----- Data records

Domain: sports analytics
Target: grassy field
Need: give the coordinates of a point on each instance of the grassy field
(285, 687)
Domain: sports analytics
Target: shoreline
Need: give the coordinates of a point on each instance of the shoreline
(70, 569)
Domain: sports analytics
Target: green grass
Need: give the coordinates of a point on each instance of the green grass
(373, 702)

----------

> _Written problem_: Convert the records above into a two-column CSV with the headers "prompt" and "point". Give one row per record, putting its text under "prompt" and its answer under "point", with each field in double quotes and any line breaks replaced by spaces.

> _The reply_:
prompt,point
"Domain: sports analytics Target: grassy field Need: give the coordinates of a point on each instance of the grassy field","(285, 687)"
"Domain: sports analytics Target: shoreline Need: give the coordinates of a point on each instance of the shoreline","(70, 569)"
"Domain: sports analytics Target: green grass Need: give the coordinates of a point on each instance of the green grass","(373, 702)"